------ Текст для чтения ------
Первое, что бросается в глаза – наши братья-големы сказочно уродливы. Здесь не те милые диснеевские дефекты, которые заставляют умиляться горбуном Нотр-Дама. Здесь самое настоящее издевательство над понятием облика, который в коллаборации с духом и создает суть. Безвкусию и бессодержательности ужаснулся бы даже доктор Манхэттен. Бесструктурность, бессвязность, нагромождение форм, цветов, стилей, самая настоящая архитектурная ода Хаосу Всеединому, воплощенное разноголосье, в котором каждый тянет одеяло на себя, стремится солировать, но от этого рушит все.
С вышесказанным можно было бы смириться, поправить уродства, но извращенный же дух не поддается лечению. Чрезмерное стремление операционным путем извлечь Душу города, неспешно блуждающую где-то на проспекте Мира, и пересадить ее в новое тело, лишь погубит все. Такие дела нельзя поручать ремесленникам или наемникам, нельзя сделать это за деньги. Одна лишь свободная воля и восторг обживания прекрасного, цельного, здорового тела способны сподвигнуть Душу на переезд.
Нет, сейчас любить их решительно не за что.
III
Центр города – как тетрадный лист, буковки домов в его клеточках теснятся кое-как, карабкаются друг на друга, недружелюбно встречают новых соседей. Очень мало свободного пространства на этом листочке, все занятое же используется местами нерационально, как-никак где-то в кирпичных складках проспекта Мира ловко прячется Душа города, бродит аккуратно по крышам, цепляется в ветреные дни за редкой красоты резные ставни и наличники, собирает в герметичные прозрачные пакетики облетевшую штукатурку, хочет сохранить, не дать сгинуть без следа своему дому. Кряхтит и стонет асфальт под тяжестью автомашин, дружно мигают светофоры, ойкают люки городской канализации.
------ Сведения ------
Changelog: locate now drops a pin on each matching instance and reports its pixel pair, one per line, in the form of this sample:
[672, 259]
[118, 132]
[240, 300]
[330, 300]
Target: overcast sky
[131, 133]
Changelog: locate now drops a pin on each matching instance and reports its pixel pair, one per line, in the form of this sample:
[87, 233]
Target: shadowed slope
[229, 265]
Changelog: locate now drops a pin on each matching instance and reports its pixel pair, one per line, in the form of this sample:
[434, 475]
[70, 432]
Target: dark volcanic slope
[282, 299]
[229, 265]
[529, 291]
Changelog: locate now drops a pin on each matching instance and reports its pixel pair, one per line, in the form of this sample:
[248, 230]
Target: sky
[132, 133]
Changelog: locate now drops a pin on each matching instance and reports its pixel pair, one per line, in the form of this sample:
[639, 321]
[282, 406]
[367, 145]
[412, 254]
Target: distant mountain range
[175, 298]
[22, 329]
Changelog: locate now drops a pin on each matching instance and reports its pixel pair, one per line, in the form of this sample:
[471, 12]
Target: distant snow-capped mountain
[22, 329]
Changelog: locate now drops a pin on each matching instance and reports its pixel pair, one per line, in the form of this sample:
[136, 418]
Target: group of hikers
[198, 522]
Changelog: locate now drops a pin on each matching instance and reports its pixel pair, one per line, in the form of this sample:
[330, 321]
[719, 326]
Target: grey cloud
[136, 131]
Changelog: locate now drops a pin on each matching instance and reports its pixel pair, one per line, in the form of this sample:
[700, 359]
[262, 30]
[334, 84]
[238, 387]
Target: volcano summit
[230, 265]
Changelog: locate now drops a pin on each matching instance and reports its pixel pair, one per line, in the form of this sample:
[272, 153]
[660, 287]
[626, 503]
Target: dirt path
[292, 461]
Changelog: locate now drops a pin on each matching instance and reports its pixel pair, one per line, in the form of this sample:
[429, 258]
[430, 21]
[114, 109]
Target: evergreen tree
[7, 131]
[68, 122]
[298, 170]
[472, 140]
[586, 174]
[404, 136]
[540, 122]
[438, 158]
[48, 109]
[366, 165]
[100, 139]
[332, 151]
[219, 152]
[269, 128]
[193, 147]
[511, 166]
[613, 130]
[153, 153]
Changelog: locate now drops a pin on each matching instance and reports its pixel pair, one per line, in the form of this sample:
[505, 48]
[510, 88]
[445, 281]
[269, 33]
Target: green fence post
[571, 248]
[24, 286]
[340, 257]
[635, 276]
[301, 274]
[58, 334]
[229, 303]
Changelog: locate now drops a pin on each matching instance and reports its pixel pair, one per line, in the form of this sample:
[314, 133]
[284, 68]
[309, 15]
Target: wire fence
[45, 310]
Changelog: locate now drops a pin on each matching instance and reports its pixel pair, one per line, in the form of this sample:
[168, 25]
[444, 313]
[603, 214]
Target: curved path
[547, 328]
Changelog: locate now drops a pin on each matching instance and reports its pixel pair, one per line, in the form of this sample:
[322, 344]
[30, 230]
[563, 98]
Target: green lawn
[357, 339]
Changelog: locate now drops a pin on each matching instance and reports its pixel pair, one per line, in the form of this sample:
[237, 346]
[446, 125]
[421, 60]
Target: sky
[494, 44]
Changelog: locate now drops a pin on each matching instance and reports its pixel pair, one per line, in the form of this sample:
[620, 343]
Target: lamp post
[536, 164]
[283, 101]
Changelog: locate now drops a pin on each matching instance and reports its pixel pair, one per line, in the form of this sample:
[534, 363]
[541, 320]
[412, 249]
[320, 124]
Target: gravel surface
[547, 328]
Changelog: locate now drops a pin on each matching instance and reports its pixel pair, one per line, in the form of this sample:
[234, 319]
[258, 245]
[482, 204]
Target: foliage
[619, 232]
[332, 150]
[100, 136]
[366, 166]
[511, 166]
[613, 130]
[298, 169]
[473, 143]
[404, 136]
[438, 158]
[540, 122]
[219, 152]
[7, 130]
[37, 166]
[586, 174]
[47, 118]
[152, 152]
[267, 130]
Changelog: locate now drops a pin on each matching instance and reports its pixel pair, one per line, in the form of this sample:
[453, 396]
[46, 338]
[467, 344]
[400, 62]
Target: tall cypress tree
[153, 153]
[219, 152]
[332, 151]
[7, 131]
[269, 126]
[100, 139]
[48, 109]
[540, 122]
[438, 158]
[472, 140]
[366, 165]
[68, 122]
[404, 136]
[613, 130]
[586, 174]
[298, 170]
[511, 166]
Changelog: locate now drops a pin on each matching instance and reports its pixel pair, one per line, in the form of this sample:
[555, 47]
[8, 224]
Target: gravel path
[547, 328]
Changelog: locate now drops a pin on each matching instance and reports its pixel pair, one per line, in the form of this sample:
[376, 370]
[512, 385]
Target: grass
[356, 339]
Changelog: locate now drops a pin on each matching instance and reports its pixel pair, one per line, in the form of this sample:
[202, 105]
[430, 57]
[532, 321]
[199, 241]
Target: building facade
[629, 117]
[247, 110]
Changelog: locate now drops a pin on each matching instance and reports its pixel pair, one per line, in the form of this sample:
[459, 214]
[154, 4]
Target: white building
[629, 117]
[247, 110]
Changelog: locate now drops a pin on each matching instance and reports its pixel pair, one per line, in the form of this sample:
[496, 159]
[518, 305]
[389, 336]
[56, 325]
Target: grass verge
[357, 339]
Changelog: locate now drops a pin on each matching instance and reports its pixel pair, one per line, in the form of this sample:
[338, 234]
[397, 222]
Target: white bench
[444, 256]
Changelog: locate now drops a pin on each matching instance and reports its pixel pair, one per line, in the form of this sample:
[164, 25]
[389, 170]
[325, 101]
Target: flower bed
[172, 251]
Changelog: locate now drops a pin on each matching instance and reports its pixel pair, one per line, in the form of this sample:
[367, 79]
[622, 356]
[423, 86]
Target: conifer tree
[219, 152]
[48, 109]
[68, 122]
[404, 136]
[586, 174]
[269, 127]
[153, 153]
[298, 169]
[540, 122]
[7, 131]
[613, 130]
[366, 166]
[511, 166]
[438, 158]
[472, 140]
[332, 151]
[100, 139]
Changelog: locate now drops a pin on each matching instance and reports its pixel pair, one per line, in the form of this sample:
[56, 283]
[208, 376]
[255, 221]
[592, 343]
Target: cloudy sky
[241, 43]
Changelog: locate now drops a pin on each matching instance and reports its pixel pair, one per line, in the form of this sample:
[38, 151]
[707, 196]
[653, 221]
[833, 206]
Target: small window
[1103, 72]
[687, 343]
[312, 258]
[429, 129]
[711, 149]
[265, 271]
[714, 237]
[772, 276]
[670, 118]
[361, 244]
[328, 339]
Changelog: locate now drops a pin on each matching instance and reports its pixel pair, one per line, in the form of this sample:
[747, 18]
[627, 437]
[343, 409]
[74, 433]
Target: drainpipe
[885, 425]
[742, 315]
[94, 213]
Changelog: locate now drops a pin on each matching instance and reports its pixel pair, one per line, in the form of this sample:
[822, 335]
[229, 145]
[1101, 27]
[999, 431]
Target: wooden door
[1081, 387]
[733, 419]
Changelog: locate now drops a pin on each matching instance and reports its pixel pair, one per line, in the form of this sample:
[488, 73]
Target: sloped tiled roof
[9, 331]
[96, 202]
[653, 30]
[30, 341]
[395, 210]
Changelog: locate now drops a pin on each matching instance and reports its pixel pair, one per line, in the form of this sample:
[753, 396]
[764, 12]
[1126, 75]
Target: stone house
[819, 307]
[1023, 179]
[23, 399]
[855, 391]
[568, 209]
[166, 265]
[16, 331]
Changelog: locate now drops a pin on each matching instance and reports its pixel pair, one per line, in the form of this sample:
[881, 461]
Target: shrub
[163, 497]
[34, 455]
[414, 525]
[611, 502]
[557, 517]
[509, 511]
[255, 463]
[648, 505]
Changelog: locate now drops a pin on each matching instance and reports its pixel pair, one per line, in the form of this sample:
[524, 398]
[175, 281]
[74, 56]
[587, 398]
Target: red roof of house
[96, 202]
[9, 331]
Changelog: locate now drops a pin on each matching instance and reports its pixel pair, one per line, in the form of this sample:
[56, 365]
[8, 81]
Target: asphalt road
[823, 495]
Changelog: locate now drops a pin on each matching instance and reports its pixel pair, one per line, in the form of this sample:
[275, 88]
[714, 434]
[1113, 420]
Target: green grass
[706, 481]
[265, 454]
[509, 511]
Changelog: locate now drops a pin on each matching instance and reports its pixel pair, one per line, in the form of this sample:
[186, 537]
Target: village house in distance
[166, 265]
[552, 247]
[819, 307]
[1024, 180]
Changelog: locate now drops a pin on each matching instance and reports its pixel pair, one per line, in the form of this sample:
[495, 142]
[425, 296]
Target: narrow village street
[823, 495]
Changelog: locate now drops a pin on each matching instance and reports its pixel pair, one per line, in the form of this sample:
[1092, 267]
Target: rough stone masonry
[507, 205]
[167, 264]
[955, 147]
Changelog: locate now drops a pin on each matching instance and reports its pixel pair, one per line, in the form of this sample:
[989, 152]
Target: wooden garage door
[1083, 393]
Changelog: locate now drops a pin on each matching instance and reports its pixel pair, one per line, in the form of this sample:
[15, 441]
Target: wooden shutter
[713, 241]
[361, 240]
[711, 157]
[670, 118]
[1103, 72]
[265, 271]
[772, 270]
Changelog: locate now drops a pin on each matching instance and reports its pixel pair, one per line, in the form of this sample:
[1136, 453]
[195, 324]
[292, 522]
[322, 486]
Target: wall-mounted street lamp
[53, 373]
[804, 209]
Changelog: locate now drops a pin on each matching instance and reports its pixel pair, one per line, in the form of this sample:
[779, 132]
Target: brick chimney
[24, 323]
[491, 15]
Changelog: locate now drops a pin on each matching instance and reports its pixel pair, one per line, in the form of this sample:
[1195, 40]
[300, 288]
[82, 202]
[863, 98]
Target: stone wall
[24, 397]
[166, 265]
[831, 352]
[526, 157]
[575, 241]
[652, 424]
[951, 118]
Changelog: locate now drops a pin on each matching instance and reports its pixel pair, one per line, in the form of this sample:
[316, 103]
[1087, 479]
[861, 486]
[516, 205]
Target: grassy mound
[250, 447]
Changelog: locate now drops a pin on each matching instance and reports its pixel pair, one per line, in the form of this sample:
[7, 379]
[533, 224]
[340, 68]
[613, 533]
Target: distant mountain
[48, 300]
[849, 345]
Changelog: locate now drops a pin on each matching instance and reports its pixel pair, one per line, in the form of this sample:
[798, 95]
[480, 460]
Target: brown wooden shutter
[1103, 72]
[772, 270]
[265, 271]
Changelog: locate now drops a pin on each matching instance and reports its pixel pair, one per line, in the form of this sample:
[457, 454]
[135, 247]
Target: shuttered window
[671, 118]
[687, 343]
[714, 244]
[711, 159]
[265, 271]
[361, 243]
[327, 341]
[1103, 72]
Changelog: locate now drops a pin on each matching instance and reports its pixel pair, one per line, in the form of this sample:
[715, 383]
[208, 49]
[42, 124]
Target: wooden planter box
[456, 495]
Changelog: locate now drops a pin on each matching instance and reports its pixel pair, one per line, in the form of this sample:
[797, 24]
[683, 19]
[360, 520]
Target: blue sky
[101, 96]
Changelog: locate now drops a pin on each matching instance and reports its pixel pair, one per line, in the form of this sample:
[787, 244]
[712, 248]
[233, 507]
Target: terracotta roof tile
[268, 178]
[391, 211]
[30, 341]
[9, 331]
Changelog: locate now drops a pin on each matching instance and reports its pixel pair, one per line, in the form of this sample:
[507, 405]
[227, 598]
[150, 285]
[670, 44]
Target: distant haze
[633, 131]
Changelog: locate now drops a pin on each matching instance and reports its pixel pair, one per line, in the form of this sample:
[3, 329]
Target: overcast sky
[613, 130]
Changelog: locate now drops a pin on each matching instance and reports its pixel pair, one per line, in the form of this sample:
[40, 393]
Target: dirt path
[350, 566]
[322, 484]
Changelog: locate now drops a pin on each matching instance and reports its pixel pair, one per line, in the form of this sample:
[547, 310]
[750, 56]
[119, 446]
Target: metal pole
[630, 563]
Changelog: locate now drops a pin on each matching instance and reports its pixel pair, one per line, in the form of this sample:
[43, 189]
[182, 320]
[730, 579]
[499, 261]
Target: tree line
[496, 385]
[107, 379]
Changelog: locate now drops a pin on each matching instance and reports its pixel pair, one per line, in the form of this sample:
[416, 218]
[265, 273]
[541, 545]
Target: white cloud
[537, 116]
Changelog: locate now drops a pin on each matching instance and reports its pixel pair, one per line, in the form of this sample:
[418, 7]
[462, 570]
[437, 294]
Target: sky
------
*Цель задания*
Выведите без изменений фрагмент текста о городе: всё начиная со слов «С вышесказанным можно» и вниз до слов «Душу на переезд.» включительно.

*Поле ответа*
С вышесказанным можно было бы смириться, поправить уродства, но извращенный же дух не поддается лечению. Чрезмерное стремление операционным путем извлечь Душу города, неспешно блуждающую где-то на проспекте Мира, и пересадить ее в новое тело, лишь погубит все. Такие дела нельзя поручать ремесленникам или наемникам, нельзя сделать это за деньги. Одна лишь свободная воля и восторг обживания прекрасного, цельного, здорового тела способны сподвигнуть Душу на переезд.